Each line of the records that holds "this" should be shown in full.
Working data below:
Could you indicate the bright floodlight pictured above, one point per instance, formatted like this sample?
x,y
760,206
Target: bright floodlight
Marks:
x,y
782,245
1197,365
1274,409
End of Working data.
Working data below:
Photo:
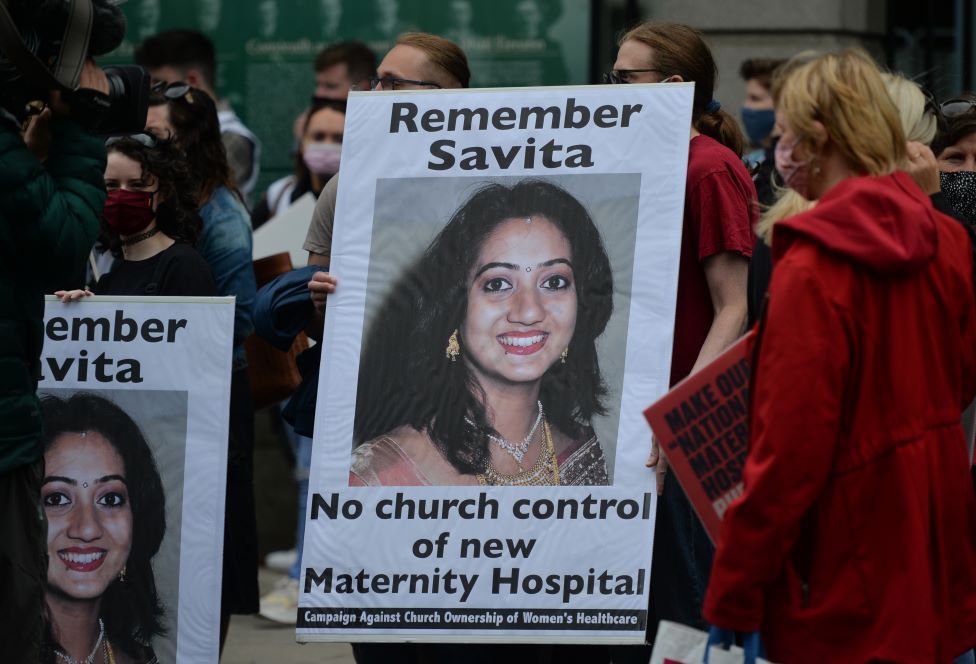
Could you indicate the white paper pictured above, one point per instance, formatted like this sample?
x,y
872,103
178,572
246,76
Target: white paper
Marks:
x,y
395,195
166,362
End of Working data.
◆ **Finished task**
Could you indicate the bright floodlight pictured above, one point per instance, formatted like this sample?
Could you indicate the white paper pictured above, one point per instance, formatted like this sample?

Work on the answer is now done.